═════ TEXT SECTION

Cotton's catechism was originally printed in London during 1646. The New England full version of the work was introduced in 1656, printed by Samuel Green of Cambridge, Massachusetts for the bookseller Hezekiah Usher. This version was an octavo booklet.

Cotton's catechism consisted of fifteen pages, covering 64 questions and answers relating to the teachings of Puritanism and the Church. The topics covered included morality, manners, religious life, the Ten Commandments, and the last judgment. The material included references to specific passages of both the Old Testament and the New Testament, with 203 passages identified. The catechism remained in print in both England and New England for some 200 years after its introduction. There were eight known editions during the 17th century.

== Content ==
Cotton's catechism consisted of fifteen pages of 64 questions and answers relating to teachings of Puritanism and the Church. It discussed morals, manners, religious life, the Ten Commandments, and the last judgment. In the seventeenth century, many English catechisms had over 100 questions and answers for the student of Christianity to remember. The 64 questions and answers in Cotton's catechism made reference to 203 passages from the Old and the New Testaments. "Spiritual Milk for Boston Babes" and other similar catechisms encapsulate for children the good news of Jesus Christ. "Spiritual Milk" is a witness to the transformative work of Jesus and an encouragement to trust in the redeeming work of God.

== Versions ==
Cotton's catechism was originally printed in London in 1646. The full title in Great Britain was Milk for Babes. Drawn out of the Breasts of Both Testaments. Chiefly, for the Spiritually Nourishment of Boston Babes in Either England: But May Be of Like Use for Any Children. It was printed in London, England, by J. Coe for bookseller Henry Overton. The short title in Great Britain of the prior original work of 1646 is Milk for Babes.

The New England full version was called Spiritual Milk for Boston Babes in Either England. Drawn out of the Breasts of Both Testaments for Their Souls Nourishment but May Be of Like Use to Any Children. By John Cotton, B.D. late Teacher to the Church of Boston in New England. Cambridge. Printed by S. G. for Hezekiah Usher at Boston in New England, 1656. Samuel Green of Cambridge, Massachusetts, printed it in 1656 for bookseller Hezekiah Usher. It was an octavo booklet. A copy of this book was supposedly purchased by the Lenox Library of Massachusetts for $400 in 1895. Cotton's catechism remained in print in both England and New England for some 200 years after the mid seventeenth century. Eight known editions have been identified from the seventeenth century alone.

== Legacy ==
Spiritual Milk for Boston Babes became part of The New England Primer in the mid of the eighteenth century and remained popular into the mid nineteenth century. Spiritual Milk for Boston Babes was called "The Catechism of New England".

══════════
═════ SUPPLIED ENTRIES

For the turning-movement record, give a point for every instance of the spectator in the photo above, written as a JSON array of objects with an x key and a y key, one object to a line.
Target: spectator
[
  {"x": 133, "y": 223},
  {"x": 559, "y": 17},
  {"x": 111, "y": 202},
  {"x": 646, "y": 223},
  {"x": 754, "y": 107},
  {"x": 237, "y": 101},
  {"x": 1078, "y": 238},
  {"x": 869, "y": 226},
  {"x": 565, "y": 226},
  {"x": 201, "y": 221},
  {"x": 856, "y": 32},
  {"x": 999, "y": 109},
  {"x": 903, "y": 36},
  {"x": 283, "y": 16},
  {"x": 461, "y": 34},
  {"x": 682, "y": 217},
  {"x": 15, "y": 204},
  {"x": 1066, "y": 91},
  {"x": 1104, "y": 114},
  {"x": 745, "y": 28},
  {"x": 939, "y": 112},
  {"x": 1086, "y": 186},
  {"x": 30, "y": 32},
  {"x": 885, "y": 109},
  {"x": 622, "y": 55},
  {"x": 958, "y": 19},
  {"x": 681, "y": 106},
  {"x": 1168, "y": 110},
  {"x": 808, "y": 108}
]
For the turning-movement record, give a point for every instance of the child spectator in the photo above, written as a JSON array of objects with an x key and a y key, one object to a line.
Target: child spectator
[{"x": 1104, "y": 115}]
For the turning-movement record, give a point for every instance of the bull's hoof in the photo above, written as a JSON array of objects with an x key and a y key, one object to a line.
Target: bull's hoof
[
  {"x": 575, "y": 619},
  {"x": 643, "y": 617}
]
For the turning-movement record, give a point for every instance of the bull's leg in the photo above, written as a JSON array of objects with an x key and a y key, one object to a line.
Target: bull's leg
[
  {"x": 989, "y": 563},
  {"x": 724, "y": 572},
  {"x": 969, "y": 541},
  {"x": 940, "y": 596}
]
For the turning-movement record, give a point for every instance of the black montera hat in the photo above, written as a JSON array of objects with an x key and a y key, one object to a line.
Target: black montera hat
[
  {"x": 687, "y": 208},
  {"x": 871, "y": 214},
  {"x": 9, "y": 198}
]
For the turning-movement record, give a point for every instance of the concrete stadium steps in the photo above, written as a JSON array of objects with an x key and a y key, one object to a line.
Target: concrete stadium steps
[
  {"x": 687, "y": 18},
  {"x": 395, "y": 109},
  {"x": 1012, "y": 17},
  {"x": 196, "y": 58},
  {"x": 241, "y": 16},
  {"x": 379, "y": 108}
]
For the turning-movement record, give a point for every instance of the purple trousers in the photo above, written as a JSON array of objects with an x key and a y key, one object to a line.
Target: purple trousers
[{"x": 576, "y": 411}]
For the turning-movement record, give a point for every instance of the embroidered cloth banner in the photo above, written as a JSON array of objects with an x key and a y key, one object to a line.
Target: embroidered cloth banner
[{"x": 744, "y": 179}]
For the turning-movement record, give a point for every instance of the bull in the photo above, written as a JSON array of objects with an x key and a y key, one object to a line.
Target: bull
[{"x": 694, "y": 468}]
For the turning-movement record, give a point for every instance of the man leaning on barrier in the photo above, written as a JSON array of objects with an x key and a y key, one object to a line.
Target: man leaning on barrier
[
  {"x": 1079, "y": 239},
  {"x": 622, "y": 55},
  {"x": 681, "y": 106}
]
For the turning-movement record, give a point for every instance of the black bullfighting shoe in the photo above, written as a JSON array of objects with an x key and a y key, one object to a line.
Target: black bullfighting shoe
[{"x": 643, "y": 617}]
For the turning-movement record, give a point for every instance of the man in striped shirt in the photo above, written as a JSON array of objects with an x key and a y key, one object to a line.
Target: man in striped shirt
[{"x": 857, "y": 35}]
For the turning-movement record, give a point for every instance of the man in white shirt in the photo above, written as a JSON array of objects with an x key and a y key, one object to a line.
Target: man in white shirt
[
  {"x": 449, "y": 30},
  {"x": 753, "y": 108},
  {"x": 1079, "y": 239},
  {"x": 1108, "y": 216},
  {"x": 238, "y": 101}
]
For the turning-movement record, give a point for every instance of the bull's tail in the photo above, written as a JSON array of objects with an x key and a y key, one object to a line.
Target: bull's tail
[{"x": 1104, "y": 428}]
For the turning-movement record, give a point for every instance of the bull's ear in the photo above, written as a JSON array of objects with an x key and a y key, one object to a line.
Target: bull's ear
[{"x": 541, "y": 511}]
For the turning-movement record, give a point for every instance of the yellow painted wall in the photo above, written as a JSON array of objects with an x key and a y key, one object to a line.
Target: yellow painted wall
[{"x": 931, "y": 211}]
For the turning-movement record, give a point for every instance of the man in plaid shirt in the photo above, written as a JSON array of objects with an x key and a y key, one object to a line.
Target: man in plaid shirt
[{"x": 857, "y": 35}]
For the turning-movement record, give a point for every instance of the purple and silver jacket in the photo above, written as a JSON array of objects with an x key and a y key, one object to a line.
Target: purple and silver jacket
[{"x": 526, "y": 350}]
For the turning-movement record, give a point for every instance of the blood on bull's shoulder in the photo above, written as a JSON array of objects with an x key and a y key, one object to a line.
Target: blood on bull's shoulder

══════════
═════ SUPPLIED ENTRIES

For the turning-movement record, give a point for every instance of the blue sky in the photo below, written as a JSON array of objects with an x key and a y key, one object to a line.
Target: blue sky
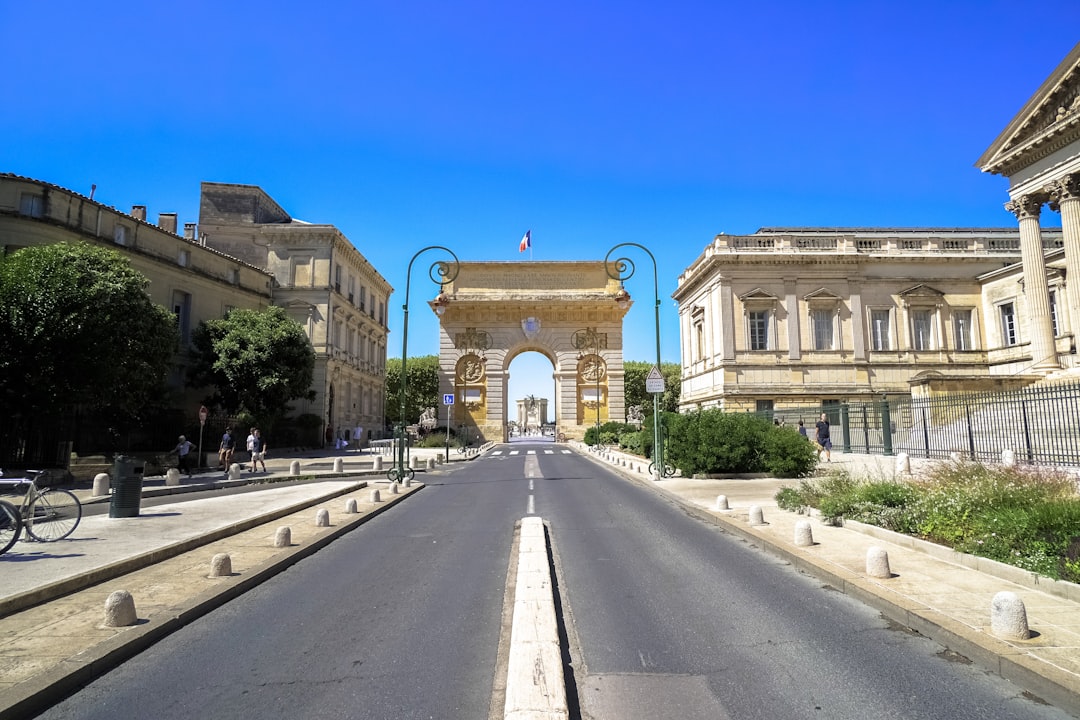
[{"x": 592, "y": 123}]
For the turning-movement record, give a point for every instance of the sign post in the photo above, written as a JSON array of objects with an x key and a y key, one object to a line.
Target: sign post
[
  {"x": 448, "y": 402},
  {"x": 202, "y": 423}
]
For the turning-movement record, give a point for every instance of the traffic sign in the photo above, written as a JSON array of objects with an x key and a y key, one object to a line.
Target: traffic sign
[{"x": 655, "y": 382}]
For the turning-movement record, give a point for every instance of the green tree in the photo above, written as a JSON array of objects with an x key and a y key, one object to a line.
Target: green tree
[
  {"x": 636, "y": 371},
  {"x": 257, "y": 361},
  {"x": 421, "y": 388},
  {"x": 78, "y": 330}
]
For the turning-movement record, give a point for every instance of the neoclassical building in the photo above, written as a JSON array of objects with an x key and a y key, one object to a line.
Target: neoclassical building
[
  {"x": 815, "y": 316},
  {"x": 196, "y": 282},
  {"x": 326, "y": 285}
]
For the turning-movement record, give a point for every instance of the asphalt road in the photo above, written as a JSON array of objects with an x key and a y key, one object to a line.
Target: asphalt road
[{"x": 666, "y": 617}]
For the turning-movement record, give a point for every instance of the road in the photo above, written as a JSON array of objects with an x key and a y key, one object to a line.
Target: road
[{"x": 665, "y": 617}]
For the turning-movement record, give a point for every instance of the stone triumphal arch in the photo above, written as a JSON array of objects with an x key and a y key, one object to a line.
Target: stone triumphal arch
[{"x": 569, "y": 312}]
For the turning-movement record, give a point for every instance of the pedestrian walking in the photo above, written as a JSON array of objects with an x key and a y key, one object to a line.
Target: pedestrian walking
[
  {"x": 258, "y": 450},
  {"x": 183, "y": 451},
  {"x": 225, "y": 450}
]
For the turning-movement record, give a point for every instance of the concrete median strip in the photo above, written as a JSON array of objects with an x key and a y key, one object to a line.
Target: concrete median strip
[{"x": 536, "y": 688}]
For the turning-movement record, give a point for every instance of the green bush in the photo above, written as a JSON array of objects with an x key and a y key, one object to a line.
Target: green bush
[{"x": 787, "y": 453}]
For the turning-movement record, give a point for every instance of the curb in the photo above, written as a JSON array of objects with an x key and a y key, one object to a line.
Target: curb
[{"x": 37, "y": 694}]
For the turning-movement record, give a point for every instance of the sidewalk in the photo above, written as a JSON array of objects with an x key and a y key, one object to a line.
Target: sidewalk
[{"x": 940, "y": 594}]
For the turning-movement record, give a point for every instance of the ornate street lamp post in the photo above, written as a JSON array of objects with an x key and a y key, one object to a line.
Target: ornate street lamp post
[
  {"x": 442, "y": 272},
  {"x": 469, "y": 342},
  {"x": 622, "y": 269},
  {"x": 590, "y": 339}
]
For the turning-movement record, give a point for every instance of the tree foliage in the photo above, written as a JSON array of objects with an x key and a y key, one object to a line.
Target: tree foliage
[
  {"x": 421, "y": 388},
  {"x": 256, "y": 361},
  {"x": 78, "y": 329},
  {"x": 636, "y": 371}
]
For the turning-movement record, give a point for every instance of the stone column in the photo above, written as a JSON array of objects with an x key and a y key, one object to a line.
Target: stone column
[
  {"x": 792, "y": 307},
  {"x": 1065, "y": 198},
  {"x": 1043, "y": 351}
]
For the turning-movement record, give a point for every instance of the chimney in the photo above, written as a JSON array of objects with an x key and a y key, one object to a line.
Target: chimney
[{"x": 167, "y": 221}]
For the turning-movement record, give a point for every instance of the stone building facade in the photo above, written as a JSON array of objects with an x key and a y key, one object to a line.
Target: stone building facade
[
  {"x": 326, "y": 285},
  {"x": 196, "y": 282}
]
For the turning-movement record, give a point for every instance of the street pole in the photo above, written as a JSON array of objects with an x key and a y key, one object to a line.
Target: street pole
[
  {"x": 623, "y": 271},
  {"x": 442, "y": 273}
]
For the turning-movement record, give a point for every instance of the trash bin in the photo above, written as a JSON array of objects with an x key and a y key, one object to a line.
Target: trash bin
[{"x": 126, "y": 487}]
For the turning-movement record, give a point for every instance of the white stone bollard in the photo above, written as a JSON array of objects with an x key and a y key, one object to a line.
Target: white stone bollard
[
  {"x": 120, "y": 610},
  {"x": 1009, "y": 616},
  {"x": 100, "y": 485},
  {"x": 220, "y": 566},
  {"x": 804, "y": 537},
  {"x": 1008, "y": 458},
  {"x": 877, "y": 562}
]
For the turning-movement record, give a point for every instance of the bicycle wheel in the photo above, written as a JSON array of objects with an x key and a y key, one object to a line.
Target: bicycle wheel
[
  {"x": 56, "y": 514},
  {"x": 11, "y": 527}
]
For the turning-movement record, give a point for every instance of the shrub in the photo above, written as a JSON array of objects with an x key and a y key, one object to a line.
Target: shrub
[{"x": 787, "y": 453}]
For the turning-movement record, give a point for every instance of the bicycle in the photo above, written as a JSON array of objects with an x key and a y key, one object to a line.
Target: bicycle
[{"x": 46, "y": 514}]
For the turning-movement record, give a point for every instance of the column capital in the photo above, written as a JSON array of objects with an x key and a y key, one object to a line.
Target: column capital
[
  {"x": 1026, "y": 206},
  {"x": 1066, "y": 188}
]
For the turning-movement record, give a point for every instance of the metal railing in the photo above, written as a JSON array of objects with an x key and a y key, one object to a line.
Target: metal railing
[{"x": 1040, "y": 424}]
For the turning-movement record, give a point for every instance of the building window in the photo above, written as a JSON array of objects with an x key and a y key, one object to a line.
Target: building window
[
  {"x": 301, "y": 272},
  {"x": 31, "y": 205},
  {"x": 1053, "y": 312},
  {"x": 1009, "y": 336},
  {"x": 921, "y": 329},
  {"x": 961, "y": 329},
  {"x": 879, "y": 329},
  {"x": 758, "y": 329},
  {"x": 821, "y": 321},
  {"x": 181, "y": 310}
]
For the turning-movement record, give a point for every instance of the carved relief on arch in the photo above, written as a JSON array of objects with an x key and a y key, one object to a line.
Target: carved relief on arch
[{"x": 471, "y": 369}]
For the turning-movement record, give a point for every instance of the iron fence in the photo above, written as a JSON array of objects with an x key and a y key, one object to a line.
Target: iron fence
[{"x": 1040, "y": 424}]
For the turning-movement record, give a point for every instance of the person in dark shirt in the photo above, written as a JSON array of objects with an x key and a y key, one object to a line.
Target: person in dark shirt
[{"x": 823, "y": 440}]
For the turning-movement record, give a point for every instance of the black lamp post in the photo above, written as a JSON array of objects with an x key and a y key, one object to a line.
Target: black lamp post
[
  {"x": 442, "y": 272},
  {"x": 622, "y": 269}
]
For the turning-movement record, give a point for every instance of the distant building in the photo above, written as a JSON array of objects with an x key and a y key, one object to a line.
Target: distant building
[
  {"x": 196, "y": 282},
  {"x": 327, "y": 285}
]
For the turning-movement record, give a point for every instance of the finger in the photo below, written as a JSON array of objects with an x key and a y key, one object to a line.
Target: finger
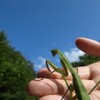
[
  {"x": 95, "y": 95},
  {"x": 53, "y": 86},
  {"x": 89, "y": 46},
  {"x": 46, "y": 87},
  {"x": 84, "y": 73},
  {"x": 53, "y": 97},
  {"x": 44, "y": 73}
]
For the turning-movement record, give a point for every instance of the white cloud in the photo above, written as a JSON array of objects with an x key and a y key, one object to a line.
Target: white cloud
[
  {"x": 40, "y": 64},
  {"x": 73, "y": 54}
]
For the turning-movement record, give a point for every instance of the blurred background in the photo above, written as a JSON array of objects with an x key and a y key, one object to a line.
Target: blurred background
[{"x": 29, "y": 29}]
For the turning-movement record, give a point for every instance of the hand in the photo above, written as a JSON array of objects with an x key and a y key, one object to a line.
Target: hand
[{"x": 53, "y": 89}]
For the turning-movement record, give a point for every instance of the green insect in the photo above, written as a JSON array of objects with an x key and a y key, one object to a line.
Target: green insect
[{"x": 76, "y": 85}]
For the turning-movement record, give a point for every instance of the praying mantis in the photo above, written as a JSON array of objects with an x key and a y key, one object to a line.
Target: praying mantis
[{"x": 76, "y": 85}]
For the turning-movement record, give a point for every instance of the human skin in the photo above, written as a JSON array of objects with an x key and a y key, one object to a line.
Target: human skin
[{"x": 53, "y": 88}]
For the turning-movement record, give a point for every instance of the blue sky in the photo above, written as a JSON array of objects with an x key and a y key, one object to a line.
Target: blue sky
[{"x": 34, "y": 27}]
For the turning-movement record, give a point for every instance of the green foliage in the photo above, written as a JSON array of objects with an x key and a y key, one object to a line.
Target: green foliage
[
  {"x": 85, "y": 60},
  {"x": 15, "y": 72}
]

══════════
═════ SUPPLIED ENTRIES

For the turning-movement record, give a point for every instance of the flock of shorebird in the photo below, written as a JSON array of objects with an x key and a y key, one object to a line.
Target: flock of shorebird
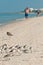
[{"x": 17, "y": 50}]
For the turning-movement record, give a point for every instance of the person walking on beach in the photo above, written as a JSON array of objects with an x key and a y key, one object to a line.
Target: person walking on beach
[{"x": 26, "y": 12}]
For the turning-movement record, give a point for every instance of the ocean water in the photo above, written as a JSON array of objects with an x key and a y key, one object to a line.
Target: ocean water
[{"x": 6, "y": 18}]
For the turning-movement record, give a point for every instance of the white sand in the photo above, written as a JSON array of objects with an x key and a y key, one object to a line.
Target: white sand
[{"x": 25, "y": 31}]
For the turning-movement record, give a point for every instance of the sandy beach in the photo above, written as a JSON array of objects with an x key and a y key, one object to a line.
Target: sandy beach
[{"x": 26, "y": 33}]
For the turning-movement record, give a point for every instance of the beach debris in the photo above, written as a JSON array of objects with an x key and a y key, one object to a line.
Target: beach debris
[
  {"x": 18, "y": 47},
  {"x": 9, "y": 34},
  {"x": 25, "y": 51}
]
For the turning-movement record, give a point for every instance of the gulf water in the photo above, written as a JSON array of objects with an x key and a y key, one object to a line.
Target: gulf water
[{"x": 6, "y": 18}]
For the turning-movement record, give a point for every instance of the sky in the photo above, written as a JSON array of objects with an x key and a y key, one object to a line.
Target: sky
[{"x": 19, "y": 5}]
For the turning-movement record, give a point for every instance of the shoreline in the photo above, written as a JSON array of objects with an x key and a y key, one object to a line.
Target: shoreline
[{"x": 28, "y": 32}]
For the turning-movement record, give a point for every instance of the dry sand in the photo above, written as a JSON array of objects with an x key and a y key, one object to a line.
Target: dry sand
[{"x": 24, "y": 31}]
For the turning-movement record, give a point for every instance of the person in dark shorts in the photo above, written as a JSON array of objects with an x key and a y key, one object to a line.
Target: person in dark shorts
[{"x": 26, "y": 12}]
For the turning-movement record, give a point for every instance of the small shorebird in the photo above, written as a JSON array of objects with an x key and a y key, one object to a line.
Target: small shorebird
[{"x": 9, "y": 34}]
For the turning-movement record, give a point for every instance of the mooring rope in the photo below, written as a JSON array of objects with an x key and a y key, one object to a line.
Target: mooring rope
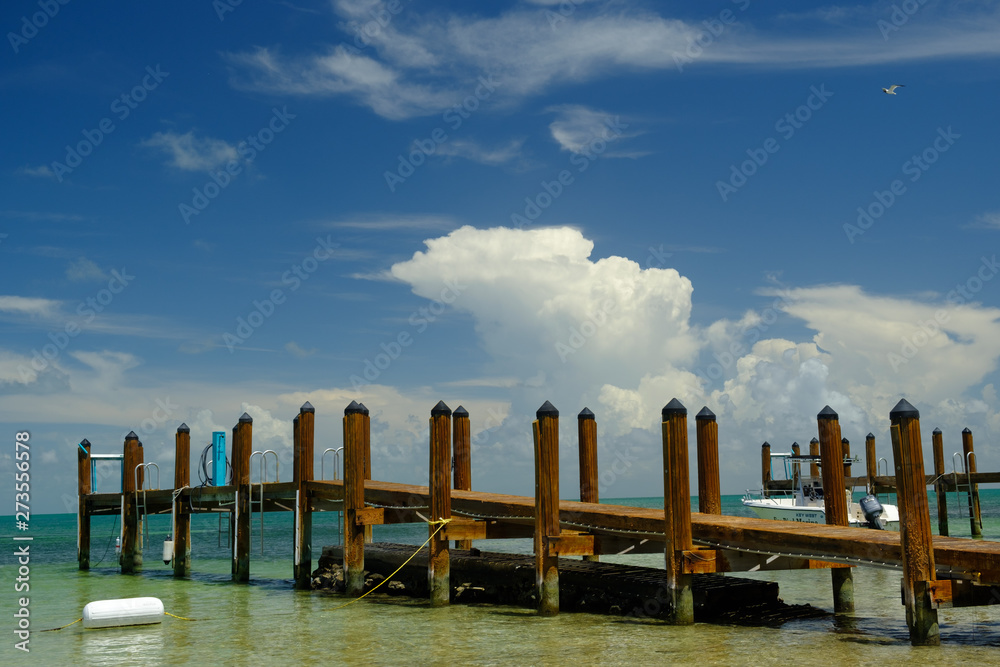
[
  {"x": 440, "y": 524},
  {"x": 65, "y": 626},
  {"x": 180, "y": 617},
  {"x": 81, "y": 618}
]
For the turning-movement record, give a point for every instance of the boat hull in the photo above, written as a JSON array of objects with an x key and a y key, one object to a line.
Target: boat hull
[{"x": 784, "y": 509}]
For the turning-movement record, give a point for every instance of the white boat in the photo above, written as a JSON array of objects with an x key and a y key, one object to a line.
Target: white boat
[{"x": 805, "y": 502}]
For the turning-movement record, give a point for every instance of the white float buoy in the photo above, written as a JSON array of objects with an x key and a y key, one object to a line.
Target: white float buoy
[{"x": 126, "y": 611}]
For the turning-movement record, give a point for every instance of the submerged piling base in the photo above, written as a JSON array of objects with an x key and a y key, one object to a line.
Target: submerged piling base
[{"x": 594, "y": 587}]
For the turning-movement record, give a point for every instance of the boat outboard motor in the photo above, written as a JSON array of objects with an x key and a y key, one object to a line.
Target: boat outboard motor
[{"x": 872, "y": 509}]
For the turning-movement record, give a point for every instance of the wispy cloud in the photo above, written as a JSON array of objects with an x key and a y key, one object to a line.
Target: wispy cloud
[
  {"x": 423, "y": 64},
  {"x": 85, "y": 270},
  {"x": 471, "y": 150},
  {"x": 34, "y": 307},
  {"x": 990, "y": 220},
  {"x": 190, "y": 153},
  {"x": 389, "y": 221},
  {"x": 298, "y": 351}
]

══════════

## TO DO:
[1] Answer from the text on Cotton's catechism:
(a) Who printed the 1646 London edition, and for which bookseller?
(b) How many passages from the Old and New Testaments do the questions and answers refer to?
(c) What did Spiritual Milk for Boston Babes become part of in the mid eighteenth century?
[2] Using the New England full title given in the text on Cotton's catechism, explain why the work was drawn out of both Testaments and who else it was meant to serve.

## PER-TASK OUTPUTS:
[1]
(a) J. Coe printed it for bookseller Henry Overton.
(b) 203 passages.
(c) The New England Primer.

[2] It was drawn out of both Testaments for the nourishment of the souls of Boston babes. The title adds that it may be of like use to any children.